In April of 2008 I was invited to join a missions trip to Ethiopia and Rwanda to visit orphans through an organization called Visiting Orphans. When arriving in Ethiopia we were met by to of the translators from the Ethiopian Guest House, Aklilu and Hanna. They had greeted us with a warm welcome and helped us with all of our donations and luggage.
The next day we started visiting the orphanages. Our translators, Aklilu, Hanna, and a third Zide joined us. After a few days of I began to ask the three of them about their culture. Hanna would spend most of the time talking to me and filling up my curiosity. This is how our friendship began.
When our team returned from Rwanda to spend 3 more days in Addis, I noticed how Hanna began to pay more attention to me. We always sat on the bus together and when the team ate somewhere, Hanna and I would always sit together. As much as I enjoyed Hanna’s friendship and the time we spent together it was hard not to entertain the thought of maybe having a life with her, but I would cease the thought because I would return to the States and she would remain in Ethiopia.
Shortly after I had returned to the States, I had a friend request on Facebook that would change my life. Hanna had requested me on Facebook. We had continued to talk through messaging on yahoo messenger and on Facebook. We continued to share with each other about the events in each other’s lives. As this happened, the thought of us being a couple would come to mind, but I would push it out because I could not see how we could be together being so fat apart.
I would shortly be invited again to return to Ethiopia in January of 2009 with Visiting Orphans for a trip scheduled for June 2009. I shared this with Hanna, but she did not believe it until she seen our schedule to stay at the Ethiopian Guest House. We were both getting excited to see each other, and Hanna had requested that she be our translator.
Shortly before our team had arrived Hanna was no longer working at the guesthouse. When we had arrived in Ethiopia Aklilu was there to meet us. I looked around to see if Hanna would have come, but she was nowhere in site. I was saddened that I did not get to see her. The next day after arriving the team went to Kaldi’s Coffee to have some cake and coffee. As we were there I was remembering the year before of Hanna and I having our picture taken together with her sitting by my side.
As I sat there I felt two things in my heart. One was I could bury the thought of seeing Hanna and seeing where it would go if anything at all. Two, I could embrace the thought and see what would happened. I cannot say that if I chose the first thought that it would not consume me again, but I can say that I am excited and happy that I chose the second.
I went to Aklilu and asked if he could call Hanna. He dialed her number and gave me he phone. When Hanna had answered I asked her if she knew who I was and she said that she did not. When I told her the excitement was ear piercing to say the least. We met up later on that day in the Post Office district. There she bought me a bracelet because the one she had bought me the year before broke.

SUPPLIED MATERIAL:
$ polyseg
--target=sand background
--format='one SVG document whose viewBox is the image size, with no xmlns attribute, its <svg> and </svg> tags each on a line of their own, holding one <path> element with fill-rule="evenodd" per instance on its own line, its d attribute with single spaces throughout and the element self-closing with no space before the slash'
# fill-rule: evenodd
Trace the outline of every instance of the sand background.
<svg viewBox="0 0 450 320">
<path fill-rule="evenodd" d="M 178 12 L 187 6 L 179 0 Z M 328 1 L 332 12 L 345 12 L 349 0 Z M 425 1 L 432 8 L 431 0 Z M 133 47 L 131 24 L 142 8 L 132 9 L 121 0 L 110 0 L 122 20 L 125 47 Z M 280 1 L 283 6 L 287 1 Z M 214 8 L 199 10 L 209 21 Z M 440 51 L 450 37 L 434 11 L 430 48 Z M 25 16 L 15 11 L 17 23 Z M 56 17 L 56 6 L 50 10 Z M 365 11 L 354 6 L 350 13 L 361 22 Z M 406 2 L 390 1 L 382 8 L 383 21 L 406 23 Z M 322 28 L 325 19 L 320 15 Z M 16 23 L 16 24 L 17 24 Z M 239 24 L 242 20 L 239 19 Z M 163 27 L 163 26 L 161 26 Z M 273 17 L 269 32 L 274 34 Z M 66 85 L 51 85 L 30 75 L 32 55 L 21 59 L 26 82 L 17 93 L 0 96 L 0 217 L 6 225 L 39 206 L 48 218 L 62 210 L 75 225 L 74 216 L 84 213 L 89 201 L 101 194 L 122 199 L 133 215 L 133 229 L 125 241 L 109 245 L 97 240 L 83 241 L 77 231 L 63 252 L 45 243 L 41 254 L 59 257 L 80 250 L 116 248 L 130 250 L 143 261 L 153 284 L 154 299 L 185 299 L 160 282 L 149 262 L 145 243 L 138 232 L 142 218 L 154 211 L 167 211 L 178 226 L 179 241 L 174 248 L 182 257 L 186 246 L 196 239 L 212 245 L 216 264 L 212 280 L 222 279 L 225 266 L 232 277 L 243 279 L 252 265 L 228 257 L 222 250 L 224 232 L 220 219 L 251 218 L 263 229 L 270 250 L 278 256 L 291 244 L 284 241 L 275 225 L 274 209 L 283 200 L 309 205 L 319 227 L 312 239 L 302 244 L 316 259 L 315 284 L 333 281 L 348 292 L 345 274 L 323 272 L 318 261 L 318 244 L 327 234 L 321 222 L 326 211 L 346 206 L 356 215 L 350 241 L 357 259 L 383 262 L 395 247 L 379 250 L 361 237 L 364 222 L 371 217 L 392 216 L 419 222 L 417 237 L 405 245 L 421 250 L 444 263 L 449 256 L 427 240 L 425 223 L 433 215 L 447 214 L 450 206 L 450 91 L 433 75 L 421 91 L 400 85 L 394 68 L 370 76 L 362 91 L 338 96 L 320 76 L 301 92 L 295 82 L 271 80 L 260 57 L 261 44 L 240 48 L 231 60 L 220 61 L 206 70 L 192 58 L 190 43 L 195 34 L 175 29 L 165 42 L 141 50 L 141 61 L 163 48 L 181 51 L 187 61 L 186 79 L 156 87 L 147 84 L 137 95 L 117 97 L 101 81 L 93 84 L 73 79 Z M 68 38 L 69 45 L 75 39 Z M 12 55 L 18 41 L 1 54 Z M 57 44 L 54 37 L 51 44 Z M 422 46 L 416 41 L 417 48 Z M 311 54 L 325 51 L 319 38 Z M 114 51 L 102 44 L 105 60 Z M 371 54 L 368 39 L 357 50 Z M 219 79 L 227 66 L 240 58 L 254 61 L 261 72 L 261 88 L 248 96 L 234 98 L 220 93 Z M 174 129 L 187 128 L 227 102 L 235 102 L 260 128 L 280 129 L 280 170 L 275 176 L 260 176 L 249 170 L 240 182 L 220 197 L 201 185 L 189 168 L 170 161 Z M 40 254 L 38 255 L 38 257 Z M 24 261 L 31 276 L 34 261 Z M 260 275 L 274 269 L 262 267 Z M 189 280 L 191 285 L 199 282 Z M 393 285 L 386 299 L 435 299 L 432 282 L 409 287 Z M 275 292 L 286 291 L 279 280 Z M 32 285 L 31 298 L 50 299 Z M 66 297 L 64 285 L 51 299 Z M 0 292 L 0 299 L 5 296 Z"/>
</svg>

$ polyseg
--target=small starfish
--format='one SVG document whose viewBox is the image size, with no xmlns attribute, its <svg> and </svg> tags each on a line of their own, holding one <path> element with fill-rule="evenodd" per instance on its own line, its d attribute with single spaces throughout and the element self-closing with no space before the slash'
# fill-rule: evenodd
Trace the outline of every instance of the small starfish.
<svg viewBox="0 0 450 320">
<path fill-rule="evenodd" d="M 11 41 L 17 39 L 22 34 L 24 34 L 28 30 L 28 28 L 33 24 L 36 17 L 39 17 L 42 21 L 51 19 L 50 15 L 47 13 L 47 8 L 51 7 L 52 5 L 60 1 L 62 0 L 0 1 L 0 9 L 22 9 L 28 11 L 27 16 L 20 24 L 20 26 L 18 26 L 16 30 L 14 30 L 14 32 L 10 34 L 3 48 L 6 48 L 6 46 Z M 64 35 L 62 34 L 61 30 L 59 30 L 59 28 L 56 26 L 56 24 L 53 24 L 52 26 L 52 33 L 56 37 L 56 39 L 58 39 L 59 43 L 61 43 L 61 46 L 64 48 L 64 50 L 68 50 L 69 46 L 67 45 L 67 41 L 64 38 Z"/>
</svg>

PROBLEMS AND TASKS:
a) Can you print, word for word, the part of the Ethiopia trip story that runs from "The next day we" to "remain in Ethiopia."?
b) Which lines of the records contain the string "background"? Select each one and copy it in full.

ANSWERS TO EACH TASK:
a)
The next day we started visiting the orphanages. Our translators, Aklilu, Hanna, and a third Zide joined us. After a few days of I began to ask the three of them about their culture. Hanna would spend most of the time talking to me and filling up my curiosity. This is how our friendship began.
When our team returned from Rwanda to spend 3 more days in Addis, I noticed how Hanna began to pay more attention to me. We always sat on the bus together and when the team ate somewhere, Hanna and I would always sit together. As much as I enjoyed Hanna’s friendship and the time we spent together it was hard not to entertain the thought of maybe having a life with her, but I would cease the thought because I would return to the States and she would remain in Ethiopia.

b)
--target=sand background
Trace the outline of every instance of the sand background.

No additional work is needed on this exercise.